Provided records:
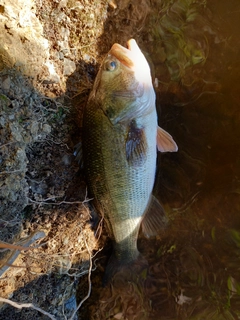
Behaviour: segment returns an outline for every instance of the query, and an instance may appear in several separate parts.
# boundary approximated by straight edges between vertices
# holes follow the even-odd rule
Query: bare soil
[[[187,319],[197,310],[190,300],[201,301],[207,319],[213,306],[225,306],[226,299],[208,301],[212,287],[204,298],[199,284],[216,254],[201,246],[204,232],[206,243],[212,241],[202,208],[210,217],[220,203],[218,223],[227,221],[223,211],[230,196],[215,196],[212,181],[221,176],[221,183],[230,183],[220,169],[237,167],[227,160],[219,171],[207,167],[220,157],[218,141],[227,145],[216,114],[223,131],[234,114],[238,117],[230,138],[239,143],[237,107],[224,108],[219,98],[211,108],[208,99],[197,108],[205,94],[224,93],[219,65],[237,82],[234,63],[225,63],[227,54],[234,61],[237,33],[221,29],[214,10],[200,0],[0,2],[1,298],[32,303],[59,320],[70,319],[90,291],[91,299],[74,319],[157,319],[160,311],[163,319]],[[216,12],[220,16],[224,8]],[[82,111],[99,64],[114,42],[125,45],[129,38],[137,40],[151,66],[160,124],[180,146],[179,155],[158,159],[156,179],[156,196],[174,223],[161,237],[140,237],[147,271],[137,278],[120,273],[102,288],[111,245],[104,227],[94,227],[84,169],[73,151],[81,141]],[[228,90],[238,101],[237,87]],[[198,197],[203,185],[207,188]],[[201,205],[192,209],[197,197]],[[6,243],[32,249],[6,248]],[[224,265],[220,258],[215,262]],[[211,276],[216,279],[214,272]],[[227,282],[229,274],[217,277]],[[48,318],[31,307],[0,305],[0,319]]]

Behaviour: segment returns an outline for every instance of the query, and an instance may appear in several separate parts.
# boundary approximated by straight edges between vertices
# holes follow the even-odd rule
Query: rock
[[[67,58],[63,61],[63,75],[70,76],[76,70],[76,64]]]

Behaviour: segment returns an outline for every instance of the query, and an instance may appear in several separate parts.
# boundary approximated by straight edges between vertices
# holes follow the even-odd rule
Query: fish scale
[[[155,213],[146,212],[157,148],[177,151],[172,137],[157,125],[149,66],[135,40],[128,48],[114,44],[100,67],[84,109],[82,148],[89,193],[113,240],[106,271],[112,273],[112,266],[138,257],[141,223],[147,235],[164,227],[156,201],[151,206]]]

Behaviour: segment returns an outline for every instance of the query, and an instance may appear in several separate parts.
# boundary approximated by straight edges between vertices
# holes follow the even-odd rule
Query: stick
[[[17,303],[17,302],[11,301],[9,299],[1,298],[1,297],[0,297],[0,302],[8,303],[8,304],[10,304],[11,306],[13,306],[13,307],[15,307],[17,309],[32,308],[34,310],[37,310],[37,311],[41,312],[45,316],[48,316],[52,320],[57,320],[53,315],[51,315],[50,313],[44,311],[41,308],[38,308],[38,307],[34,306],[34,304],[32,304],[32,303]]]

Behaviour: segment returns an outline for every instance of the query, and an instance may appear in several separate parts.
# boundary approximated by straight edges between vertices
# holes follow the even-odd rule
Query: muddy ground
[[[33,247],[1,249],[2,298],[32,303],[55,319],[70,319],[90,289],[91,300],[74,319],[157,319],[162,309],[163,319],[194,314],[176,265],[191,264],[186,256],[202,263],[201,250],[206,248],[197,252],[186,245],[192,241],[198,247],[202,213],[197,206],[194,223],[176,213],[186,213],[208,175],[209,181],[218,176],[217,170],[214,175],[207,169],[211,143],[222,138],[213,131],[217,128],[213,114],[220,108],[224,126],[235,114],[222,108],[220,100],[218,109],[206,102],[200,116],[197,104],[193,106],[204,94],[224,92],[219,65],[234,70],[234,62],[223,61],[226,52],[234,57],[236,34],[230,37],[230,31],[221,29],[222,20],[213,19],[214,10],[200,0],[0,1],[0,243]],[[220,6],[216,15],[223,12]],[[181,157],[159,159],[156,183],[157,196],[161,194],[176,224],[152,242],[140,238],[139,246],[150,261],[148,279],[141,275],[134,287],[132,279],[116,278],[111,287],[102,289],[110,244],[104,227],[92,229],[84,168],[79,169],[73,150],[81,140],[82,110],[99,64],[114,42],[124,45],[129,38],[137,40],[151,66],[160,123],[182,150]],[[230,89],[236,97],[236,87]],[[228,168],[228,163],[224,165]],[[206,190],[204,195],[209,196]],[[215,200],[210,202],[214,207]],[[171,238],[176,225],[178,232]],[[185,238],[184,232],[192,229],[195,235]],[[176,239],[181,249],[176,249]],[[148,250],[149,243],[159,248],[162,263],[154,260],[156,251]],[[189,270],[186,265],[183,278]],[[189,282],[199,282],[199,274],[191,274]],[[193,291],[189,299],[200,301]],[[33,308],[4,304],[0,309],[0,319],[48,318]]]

Stated problem: Copy out all of the lines above word for word, leaving out the pictures.

Reply:
Behaviour: segment returns an outline for every instance of the query, and an instance may appear in several separate parts.
# boundary approximated by straight edges between vertices
# holes follow the even-odd rule
Query: bare soil
[[[187,319],[197,310],[190,300],[201,301],[207,319],[213,306],[225,306],[226,299],[208,301],[212,287],[204,298],[199,284],[216,254],[201,246],[204,232],[206,243],[212,241],[202,208],[210,217],[220,203],[218,223],[227,221],[223,211],[230,196],[215,196],[212,181],[221,176],[221,183],[230,183],[220,169],[237,167],[227,160],[219,171],[207,167],[220,157],[218,141],[227,145],[216,114],[223,131],[234,114],[238,117],[230,138],[239,143],[237,107],[224,108],[219,98],[211,108],[208,99],[197,108],[205,94],[224,93],[219,65],[237,82],[234,63],[225,63],[227,54],[234,61],[237,33],[221,29],[214,10],[200,0],[0,2],[1,298],[32,303],[59,320],[70,319],[90,291],[91,299],[74,319],[157,319],[160,311],[163,319]],[[216,12],[220,16],[224,8]],[[82,111],[99,64],[114,42],[125,45],[129,38],[137,40],[151,66],[160,124],[180,146],[179,155],[158,159],[156,179],[156,196],[174,223],[161,237],[140,237],[147,271],[137,278],[120,273],[102,288],[111,245],[104,227],[94,227],[84,169],[73,151],[81,141]],[[228,90],[238,101],[237,87]],[[198,197],[203,185],[207,188]],[[201,205],[192,209],[197,197]],[[6,243],[32,249],[6,248]],[[224,265],[220,258],[215,262]],[[211,276],[216,279],[214,272]],[[227,282],[229,274],[217,277]],[[48,318],[31,307],[0,305],[0,319]]]

Behaviour: segment returns an outline for every instance of the query, and an instance may appear in several separate parts.
# boundary approximated by straight edges between vertices
# holes follow the even-odd rule
Query: rock
[[[67,58],[63,61],[63,75],[70,76],[76,70],[76,64]]]

Behaviour: segment returns an outline for every instance of the query, and an instance may appear in several separate parts.
# boundary approximated by straight edges between vertices
# holes follow the even-odd rule
Query: fish scale
[[[155,213],[146,212],[157,148],[177,151],[172,137],[157,125],[149,66],[135,40],[128,48],[114,44],[100,67],[84,109],[82,148],[89,193],[113,240],[106,271],[112,273],[112,266],[138,257],[141,223],[147,235],[164,227],[156,201],[151,206]]]

Behaviour: segment returns an outline for every instance of the query, and an instance may appear in several separate parts.
# boundary approximated by straight edges between vertices
# holes follow the even-odd rule
Query: stick
[[[17,303],[17,302],[11,301],[9,299],[1,298],[1,297],[0,297],[0,302],[8,303],[8,304],[10,304],[11,306],[13,306],[13,307],[15,307],[17,309],[32,308],[34,310],[37,310],[37,311],[41,312],[45,316],[48,316],[52,320],[57,320],[53,315],[51,315],[50,313],[44,311],[41,308],[38,308],[38,307],[34,306],[34,304],[32,304],[32,303]]]

Behaviour: segment returns an outline for every instance of the query, and an instance may appear in several separate parts.
# boundary approximated by straight edges between vertices
# holes follow the even-odd rule
Query: muddy ground
[[[33,247],[1,249],[2,298],[32,303],[55,319],[70,319],[90,289],[91,300],[74,319],[157,319],[162,309],[163,319],[194,314],[176,265],[191,264],[186,256],[202,263],[201,250],[206,248],[197,252],[186,245],[192,241],[198,247],[202,213],[197,206],[194,223],[176,213],[186,213],[208,175],[209,181],[218,176],[217,170],[214,175],[207,169],[211,143],[222,138],[213,131],[217,128],[213,114],[220,108],[224,126],[235,114],[222,108],[220,100],[218,109],[206,102],[200,116],[197,104],[193,106],[204,94],[224,92],[219,65],[234,70],[234,62],[223,61],[226,52],[234,57],[236,34],[230,37],[230,31],[221,29],[222,20],[213,19],[214,10],[200,0],[0,1],[0,243]],[[220,6],[216,15],[223,12]],[[181,157],[159,159],[156,183],[157,196],[161,194],[176,224],[152,242],[140,238],[139,246],[150,261],[148,279],[141,275],[134,287],[132,279],[116,278],[111,287],[102,289],[110,244],[104,227],[92,229],[84,168],[79,169],[73,150],[81,140],[82,110],[99,64],[114,42],[124,45],[129,38],[137,40],[151,66],[160,123],[182,150]],[[230,89],[236,97],[236,87]],[[228,168],[228,163],[224,165]],[[206,190],[204,195],[209,196]],[[215,200],[210,202],[214,207]],[[171,238],[176,225],[178,232]],[[185,238],[184,232],[192,229],[195,235]],[[176,239],[181,249],[176,249]],[[148,250],[149,243],[159,248],[162,263],[154,260],[156,251]],[[189,270],[186,265],[183,278]],[[189,282],[199,282],[199,274],[191,274]],[[193,291],[189,299],[200,301]],[[33,308],[4,304],[0,309],[0,319],[48,318]]]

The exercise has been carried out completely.